Directions
Every entry, from first to last, is to be retyped without any alteration.

Material shown
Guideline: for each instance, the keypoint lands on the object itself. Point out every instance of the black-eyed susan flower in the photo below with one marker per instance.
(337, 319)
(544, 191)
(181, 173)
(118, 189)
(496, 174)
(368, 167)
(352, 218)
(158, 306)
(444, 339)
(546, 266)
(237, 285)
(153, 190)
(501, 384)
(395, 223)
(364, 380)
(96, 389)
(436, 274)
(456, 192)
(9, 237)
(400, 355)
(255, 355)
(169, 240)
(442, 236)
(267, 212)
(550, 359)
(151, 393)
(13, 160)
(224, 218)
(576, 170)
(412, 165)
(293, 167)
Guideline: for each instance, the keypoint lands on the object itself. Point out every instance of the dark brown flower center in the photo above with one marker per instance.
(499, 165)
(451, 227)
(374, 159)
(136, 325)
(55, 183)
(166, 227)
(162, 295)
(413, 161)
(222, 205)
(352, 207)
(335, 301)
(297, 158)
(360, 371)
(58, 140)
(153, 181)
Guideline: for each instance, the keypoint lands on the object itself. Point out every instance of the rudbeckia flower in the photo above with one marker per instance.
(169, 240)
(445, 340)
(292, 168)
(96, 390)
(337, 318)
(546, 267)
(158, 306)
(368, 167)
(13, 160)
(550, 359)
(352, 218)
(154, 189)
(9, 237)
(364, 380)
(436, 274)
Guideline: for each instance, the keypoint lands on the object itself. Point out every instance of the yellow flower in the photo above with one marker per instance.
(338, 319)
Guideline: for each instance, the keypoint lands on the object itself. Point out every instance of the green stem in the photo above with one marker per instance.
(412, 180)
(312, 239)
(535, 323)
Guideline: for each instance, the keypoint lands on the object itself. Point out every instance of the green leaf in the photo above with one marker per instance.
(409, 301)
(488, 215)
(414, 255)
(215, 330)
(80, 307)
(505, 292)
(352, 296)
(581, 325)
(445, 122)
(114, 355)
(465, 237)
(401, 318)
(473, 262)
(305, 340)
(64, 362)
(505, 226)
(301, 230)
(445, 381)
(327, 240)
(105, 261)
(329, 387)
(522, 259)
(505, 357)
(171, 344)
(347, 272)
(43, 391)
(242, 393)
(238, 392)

Task result
Guideline: for each instance, the keypoint lands on the object itself. Point out every instance of the black-eyed susan flower in the photo below with one marker per instance.
(337, 319)
(544, 191)
(181, 173)
(118, 189)
(496, 174)
(368, 167)
(352, 218)
(158, 306)
(444, 339)
(546, 266)
(237, 285)
(153, 190)
(501, 384)
(395, 223)
(364, 380)
(96, 389)
(436, 274)
(456, 192)
(9, 237)
(400, 355)
(255, 355)
(169, 240)
(442, 236)
(267, 212)
(550, 359)
(151, 393)
(13, 160)
(224, 218)
(576, 170)
(412, 165)
(293, 167)
Guideline: for each instance, the keypoint lands on the object itself. Point out every instance of the dark brown flower center in the photo above with one marker per instance.
(499, 165)
(451, 227)
(374, 159)
(136, 325)
(55, 183)
(166, 227)
(162, 295)
(413, 161)
(222, 205)
(352, 207)
(335, 301)
(297, 158)
(360, 371)
(58, 140)
(153, 181)
Guideline: for each instance, the keypoint lands on the object itself. Point out every instance of the rudbeckia flower in the photo above with one marker per instance.
(169, 240)
(445, 340)
(292, 168)
(96, 390)
(337, 318)
(546, 267)
(158, 306)
(368, 167)
(13, 160)
(550, 359)
(352, 218)
(154, 189)
(9, 237)
(364, 380)
(436, 274)
Guideline: for each instance, the keypoint lands on the object itself. Point out every instance of the yellow flower in the photo above with one marker per instance.
(338, 319)
Guideline: for each instance, the keypoint lands on the object itself. Point out every instance of the green stem in the photo above with one marker per instance.
(412, 180)
(312, 239)
(535, 323)
Guideline: for each instance, the keypoint lands on the object itself. Point out every instance of the green leaf in the photo above with one marker per instance.
(409, 301)
(488, 215)
(414, 255)
(215, 330)
(80, 307)
(505, 292)
(352, 296)
(581, 325)
(445, 122)
(114, 355)
(465, 237)
(401, 318)
(473, 262)
(305, 340)
(64, 362)
(505, 226)
(301, 230)
(445, 381)
(327, 240)
(105, 261)
(329, 387)
(522, 259)
(505, 357)
(171, 344)
(347, 272)
(43, 391)
(242, 393)
(238, 392)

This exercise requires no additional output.